● **EXTRAIT SOURCE**
• • •

Un petit morceau de sucre.
Paris en 1941, j’ai onze ans , à nouveau j’ai échoué chez ma grand mère…
La guerre, les alertes la nuit qui m’empêchaient de dormir et le froid me faisait souffrir plus que la faim.
Nous habitions un grand appartement qui, avant la guerre, était chauffé par la société propriétaire … ensuite ce fut chacun pour soi…
Mon grand père avait retiré un carreau de la fenêtre de ma chambre qu’il remplaça par une plaque en fer à travers de laquelle passait un tuyau de poêle …un petit poêle Godin
qui chauffait également la pièce communicante … L’hiver nous vivions dans ces deux chambres, le reste de l’appartement était une véritable glacière…
Un soir je faisais mes devoirs après le dîner…pendant que les grandes personnes discutaient sur l’avance des troupes allemandes …quand brusquement tout se mit à tourner autour de moi, puis un trou noir.
Le froid me réveilla, j’étais enveloppée dans une couverture bien chaude et ce dont je me souviens surtout, avec une grande d’acuité, c’est le visage inquiet de mon grand père au-dessus de moi.
L’inquiétude mêlée à une grande tendresse …
C’était l’oxyde de carbone qui avait provoqué ce malaise sans aucune gravité…mais qui m’a laissé entrevoir sur le visage de mon grand père tout l’amour qu’il me portait …Cette image m’a accompagnée jusqu’à ce jour …et me suivra jusqu’à la fin de ma vie !

• • •

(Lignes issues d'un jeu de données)
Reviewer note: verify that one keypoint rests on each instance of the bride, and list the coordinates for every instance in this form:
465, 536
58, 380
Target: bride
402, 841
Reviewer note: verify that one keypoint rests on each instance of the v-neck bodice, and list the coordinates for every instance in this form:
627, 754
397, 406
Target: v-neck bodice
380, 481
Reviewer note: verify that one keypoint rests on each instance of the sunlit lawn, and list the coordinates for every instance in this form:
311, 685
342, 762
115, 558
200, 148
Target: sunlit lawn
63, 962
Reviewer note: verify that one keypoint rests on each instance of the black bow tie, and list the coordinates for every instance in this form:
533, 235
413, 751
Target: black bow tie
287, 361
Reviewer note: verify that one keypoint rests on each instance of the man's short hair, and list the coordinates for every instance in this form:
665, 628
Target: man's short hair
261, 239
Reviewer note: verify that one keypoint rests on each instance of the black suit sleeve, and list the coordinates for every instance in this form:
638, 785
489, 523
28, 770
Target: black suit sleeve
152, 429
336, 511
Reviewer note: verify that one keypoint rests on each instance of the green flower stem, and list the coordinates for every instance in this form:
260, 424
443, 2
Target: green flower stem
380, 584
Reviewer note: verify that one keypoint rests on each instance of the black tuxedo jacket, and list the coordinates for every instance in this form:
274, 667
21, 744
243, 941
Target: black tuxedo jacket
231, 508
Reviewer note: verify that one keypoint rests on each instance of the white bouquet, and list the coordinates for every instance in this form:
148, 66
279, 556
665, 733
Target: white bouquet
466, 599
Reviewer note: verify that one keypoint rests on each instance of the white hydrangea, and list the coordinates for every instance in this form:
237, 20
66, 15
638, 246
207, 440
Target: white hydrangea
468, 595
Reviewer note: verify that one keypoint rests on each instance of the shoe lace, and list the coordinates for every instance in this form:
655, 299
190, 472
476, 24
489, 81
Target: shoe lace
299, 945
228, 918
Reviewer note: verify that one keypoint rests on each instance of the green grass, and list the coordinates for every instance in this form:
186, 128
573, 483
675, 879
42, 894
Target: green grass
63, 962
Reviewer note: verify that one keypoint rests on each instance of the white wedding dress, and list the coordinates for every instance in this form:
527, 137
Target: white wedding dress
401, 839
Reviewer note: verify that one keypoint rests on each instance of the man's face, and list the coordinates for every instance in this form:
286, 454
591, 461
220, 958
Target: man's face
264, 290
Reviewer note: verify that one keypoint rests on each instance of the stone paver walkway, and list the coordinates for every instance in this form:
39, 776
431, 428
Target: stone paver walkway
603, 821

• • •

● **CONSIGNE**
Recopiez à l'identique le passage du récit d'enfance allant de « L’inquiétude mêlée à » jusqu'à « de ma vie ! » inclus.

● **RÉPONSE ATTENDUE**
L’inquiétude mêlée à une grande tendresse …
C’était l’oxyde de carbone qui avait provoqué ce malaise sans aucune gravité…mais qui m’a laissé entrevoir sur le visage de mon grand père tout l’amour qu’il me portait …Cette image m’a accompagnée jusqu’à ce jour …et me suivra jusqu’à la fin de ma vie !